Would you please return all of the entries below exactly as shown?

(Collected data entries)
———

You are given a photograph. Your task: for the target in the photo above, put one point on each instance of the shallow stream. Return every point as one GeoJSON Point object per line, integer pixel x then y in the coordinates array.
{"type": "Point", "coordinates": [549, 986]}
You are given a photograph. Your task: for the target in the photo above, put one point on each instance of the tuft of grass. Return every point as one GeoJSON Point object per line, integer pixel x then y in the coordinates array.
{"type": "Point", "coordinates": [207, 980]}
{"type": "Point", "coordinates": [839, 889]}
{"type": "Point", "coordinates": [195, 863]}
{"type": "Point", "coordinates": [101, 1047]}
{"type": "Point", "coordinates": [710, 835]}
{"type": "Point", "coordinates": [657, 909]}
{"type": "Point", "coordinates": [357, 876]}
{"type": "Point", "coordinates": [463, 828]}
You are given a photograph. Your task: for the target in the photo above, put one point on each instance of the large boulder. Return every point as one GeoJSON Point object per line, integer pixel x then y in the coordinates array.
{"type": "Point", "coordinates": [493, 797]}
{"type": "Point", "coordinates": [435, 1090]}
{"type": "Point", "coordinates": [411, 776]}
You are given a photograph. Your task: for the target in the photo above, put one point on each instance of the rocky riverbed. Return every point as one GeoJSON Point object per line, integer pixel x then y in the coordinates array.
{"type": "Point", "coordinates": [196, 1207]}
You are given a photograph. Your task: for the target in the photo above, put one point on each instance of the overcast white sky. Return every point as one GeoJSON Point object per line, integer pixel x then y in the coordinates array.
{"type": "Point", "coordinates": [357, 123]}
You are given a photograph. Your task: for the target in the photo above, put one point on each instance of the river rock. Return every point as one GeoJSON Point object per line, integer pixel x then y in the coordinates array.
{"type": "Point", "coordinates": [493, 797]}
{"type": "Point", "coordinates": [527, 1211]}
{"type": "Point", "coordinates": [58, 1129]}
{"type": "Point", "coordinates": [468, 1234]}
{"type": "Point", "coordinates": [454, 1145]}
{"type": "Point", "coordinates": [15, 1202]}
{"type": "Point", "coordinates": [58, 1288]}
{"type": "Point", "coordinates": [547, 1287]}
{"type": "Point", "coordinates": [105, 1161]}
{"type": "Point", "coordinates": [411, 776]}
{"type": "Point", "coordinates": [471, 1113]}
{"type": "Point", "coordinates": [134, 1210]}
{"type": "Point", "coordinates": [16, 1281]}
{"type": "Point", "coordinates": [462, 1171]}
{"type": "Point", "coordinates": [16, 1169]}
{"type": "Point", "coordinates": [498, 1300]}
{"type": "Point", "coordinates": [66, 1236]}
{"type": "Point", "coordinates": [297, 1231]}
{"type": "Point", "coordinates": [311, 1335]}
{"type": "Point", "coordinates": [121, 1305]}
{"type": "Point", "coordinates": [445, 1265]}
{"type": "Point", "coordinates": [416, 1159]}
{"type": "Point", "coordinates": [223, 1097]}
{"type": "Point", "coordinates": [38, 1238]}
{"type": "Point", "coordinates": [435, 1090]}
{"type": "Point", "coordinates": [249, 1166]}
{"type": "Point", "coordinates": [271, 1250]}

———

» **Answer below**:
You are given a photograph. Your task: for the target in the photo above, put one point on each instance of the shallow stream. Return every point as one GeoJSON Point object per line, integer pixel x then y in the coordinates array.
{"type": "Point", "coordinates": [549, 986]}
You are given a photograph. Your task: for the target in the photo above, put one point on each instance of the tuft of grass. Return every point as one GeoJSON Point object per line, integer pixel x then y in the coordinates array.
{"type": "Point", "coordinates": [207, 980]}
{"type": "Point", "coordinates": [839, 889]}
{"type": "Point", "coordinates": [195, 863]}
{"type": "Point", "coordinates": [101, 1047]}
{"type": "Point", "coordinates": [710, 835]}
{"type": "Point", "coordinates": [657, 909]}
{"type": "Point", "coordinates": [357, 876]}
{"type": "Point", "coordinates": [463, 828]}
You are given a photograph. Your task: for the target in the photo above, put one point on each instance of the large boulder. Return every point as one GeoJSON Point object per line, integer pixel x then y in the coordinates array.
{"type": "Point", "coordinates": [493, 797]}
{"type": "Point", "coordinates": [435, 1090]}
{"type": "Point", "coordinates": [411, 776]}
You are given a photograph. Your task: for the target in the photo above, put one point on each instance of the rocky riverbed. Return every point as one GeoJSON Point object per line, integer pixel x then y in the coordinates array.
{"type": "Point", "coordinates": [196, 1207]}
You are given a photograph. Your task: for the target in the photo above, put one point on each instance of the overcast white sky. Return every point as one GeoJSON Point object per line, integer pixel x then y in the coordinates array.
{"type": "Point", "coordinates": [357, 123]}
You are given a photograph. Your task: for the target in the photo above, put one point on each instance of the river rock. Return every point as one GeoJSON Point object per line, integer pixel x then y in the coordinates array.
{"type": "Point", "coordinates": [493, 797]}
{"type": "Point", "coordinates": [527, 1211]}
{"type": "Point", "coordinates": [58, 1129]}
{"type": "Point", "coordinates": [468, 1234]}
{"type": "Point", "coordinates": [454, 1145]}
{"type": "Point", "coordinates": [15, 1202]}
{"type": "Point", "coordinates": [58, 1288]}
{"type": "Point", "coordinates": [547, 1287]}
{"type": "Point", "coordinates": [105, 1161]}
{"type": "Point", "coordinates": [411, 776]}
{"type": "Point", "coordinates": [471, 1113]}
{"type": "Point", "coordinates": [134, 1210]}
{"type": "Point", "coordinates": [16, 1281]}
{"type": "Point", "coordinates": [462, 1171]}
{"type": "Point", "coordinates": [16, 1169]}
{"type": "Point", "coordinates": [498, 1300]}
{"type": "Point", "coordinates": [66, 1236]}
{"type": "Point", "coordinates": [297, 1231]}
{"type": "Point", "coordinates": [311, 1335]}
{"type": "Point", "coordinates": [121, 1305]}
{"type": "Point", "coordinates": [445, 1265]}
{"type": "Point", "coordinates": [416, 1159]}
{"type": "Point", "coordinates": [223, 1097]}
{"type": "Point", "coordinates": [38, 1238]}
{"type": "Point", "coordinates": [435, 1090]}
{"type": "Point", "coordinates": [249, 1166]}
{"type": "Point", "coordinates": [271, 1250]}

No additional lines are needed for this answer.